Transcribe all the records with complete accuracy.

◆ ◆ ◆

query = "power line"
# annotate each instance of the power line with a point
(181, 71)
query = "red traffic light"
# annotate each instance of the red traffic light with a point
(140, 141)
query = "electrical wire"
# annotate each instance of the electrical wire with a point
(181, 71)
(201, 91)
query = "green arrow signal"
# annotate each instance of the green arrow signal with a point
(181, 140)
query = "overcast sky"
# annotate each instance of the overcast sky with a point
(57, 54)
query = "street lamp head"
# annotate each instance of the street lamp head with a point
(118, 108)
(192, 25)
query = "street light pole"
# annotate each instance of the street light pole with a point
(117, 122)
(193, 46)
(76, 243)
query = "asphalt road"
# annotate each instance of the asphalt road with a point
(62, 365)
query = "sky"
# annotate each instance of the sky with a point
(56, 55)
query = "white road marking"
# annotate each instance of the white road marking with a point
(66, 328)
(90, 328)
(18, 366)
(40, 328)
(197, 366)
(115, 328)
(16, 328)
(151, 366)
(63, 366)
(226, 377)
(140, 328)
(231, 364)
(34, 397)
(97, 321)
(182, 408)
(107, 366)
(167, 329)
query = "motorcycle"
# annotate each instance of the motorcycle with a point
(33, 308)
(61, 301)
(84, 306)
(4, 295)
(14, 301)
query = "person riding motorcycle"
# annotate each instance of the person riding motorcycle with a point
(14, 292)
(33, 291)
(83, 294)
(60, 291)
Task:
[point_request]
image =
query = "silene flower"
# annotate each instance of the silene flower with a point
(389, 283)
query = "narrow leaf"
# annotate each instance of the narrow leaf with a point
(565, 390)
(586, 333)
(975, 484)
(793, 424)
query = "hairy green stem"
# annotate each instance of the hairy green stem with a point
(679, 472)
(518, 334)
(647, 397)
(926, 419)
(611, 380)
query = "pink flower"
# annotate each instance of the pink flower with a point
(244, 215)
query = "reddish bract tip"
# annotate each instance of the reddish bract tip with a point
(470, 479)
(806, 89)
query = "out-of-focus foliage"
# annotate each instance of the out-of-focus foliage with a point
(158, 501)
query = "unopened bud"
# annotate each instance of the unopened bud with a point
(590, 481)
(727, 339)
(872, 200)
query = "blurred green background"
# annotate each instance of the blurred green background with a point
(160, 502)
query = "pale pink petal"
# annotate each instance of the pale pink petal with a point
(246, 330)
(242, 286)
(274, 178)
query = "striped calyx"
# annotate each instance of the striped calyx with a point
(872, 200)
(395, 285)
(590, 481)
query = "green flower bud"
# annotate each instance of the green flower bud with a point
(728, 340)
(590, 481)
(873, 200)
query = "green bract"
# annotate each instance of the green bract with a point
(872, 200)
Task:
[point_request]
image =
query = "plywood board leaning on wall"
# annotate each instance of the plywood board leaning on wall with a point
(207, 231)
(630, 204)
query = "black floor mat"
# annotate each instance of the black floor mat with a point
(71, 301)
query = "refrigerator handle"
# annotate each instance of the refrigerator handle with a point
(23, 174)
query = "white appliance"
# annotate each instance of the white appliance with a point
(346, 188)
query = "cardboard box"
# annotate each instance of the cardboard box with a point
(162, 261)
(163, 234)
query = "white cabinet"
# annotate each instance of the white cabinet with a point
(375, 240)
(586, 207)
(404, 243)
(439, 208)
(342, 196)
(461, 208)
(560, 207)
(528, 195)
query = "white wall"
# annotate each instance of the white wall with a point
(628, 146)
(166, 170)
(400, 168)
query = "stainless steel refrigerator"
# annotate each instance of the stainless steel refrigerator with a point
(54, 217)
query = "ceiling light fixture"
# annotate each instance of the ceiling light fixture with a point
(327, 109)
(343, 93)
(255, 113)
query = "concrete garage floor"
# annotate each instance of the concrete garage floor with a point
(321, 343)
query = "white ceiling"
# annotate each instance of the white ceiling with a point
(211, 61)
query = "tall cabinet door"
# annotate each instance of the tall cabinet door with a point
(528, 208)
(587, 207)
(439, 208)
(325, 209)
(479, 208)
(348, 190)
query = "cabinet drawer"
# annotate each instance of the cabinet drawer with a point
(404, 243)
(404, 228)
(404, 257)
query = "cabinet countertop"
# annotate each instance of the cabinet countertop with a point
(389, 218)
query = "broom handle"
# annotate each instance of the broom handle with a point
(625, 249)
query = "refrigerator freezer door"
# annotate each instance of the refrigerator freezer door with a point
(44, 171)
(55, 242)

◆ ◆ ◆

**Response to the task:**
query = "power line"
# annotate each instance of the power line with a point
(181, 71)
query = "red traffic light"
# annotate each instance of the red traffic light with a point
(140, 141)
query = "electrical wire"
# annotate each instance of the electrical wire with a point
(181, 71)
(201, 91)
query = "green arrow signal"
# annotate each instance of the green arrow signal with a point
(181, 140)
query = "overcast sky"
# annotate each instance of the overcast sky with a point
(57, 54)
query = "street lamp head"
# annotate each instance of the street lamp head with a point
(118, 108)
(192, 25)
query = "street light pole"
# annotate each instance of the street light pole with a point
(117, 122)
(193, 46)
(76, 243)
query = "asphalt road"
# annotate each instance of the asphalt road with a point
(62, 365)
query = "sky"
# annotate each instance of the sky with a point
(56, 55)
query = "white road marking"
# annotate each instance of the white road marking with a point
(66, 328)
(90, 328)
(18, 366)
(40, 328)
(197, 366)
(115, 328)
(16, 328)
(151, 366)
(63, 366)
(226, 377)
(140, 328)
(231, 364)
(34, 397)
(97, 321)
(182, 408)
(107, 366)
(167, 329)
query = "motorcycle"
# annotate each instance of the motorcycle with a point
(33, 308)
(61, 301)
(84, 306)
(4, 295)
(14, 301)
query = "person riding motorcycle"
# annotate each instance of the person riding motorcycle with a point
(14, 292)
(33, 291)
(83, 294)
(60, 291)
Task:
[point_request]
image =
query = "silene flower"
# annotate each instance of the silene flower with a point
(389, 283)
query = "narrow leaf"
# annotate each instance of the narrow leaf with a point
(565, 390)
(586, 333)
(975, 484)
(793, 424)
query = "hairy green stem"
# annotate each instance of the hairy green stem with a point
(679, 472)
(518, 334)
(647, 397)
(926, 419)
(611, 380)
query = "pink flower"
# annotate each instance of the pink flower with a point
(244, 215)
query = "reddish bract tip"
# annotate each instance of the reddish bract tip with a point
(470, 479)
(806, 89)
query = "out-of-focus foliage"
# annotate each instance of the out-of-focus foliage with a point
(158, 501)
query = "unopened bud"
# annotate each instance of the unopened bud with a point
(590, 481)
(727, 339)
(872, 200)
query = "blurred green background"
# annotate each instance of the blurred green background with a point
(160, 502)
query = "pale pink petal"
# annotate each instance of the pale pink petal with a point
(246, 330)
(242, 286)
(274, 178)
query = "striped calyx"
# annotate each instance of the striped calyx with a point
(872, 200)
(395, 285)
(590, 481)
query = "green flower bud"
# annotate each instance of the green flower bud with a point
(728, 340)
(590, 481)
(873, 200)
query = "green bract"
# annotate each instance of the green bract with a point
(872, 200)
Task:
[point_request]
image =
query = "plywood board leaning on wall"
# annotate each instance of the plywood board leaning on wall with a point
(207, 231)
(630, 204)
query = "black floor mat"
# annotate each instance of the black floor mat with a point
(71, 301)
query = "refrigerator handle"
# annotate each instance of the refrigerator handle with a point
(23, 174)
query = "white appliance"
# annotate each instance of the white appliance with a point
(346, 188)
query = "cardboard box"
# annotate each instance of the cardboard box with a point
(162, 261)
(163, 234)
query = "white cabinet"
# annotate each instance of the white cabinet with a point
(375, 240)
(586, 207)
(404, 243)
(439, 208)
(342, 196)
(461, 208)
(560, 207)
(528, 195)
query = "white wall"
# annotate each instance of the white wall with a point
(628, 146)
(166, 170)
(400, 168)
query = "stainless steel refrigerator"
# annotate each instance of the stainless steel refrigerator with a point
(54, 217)
query = "ceiling light fixture"
# annotate each instance of the ceiling light fixture with a point
(327, 109)
(343, 93)
(255, 113)
query = "concrete garage floor"
# annotate each instance of the concrete garage floor with a point
(321, 343)
query = "white ceiling"
# annotate each instance of the white ceiling with a point
(211, 61)
query = "tall cabinet door"
# annotate each instance of the tall cabinet door with a point
(528, 208)
(587, 207)
(439, 208)
(325, 209)
(479, 208)
(348, 190)
query = "cabinet drawer"
# annotate each instance of the cabinet drawer with a point
(404, 243)
(404, 228)
(404, 257)
query = "cabinet countertop"
# annotate each instance of the cabinet countertop with a point
(389, 218)
query = "broom handle"
# annotate each instance of the broom handle with a point
(625, 249)
query = "refrigerator freezer door"
# annotate each instance of the refrigerator freezer door with a point
(44, 171)
(55, 242)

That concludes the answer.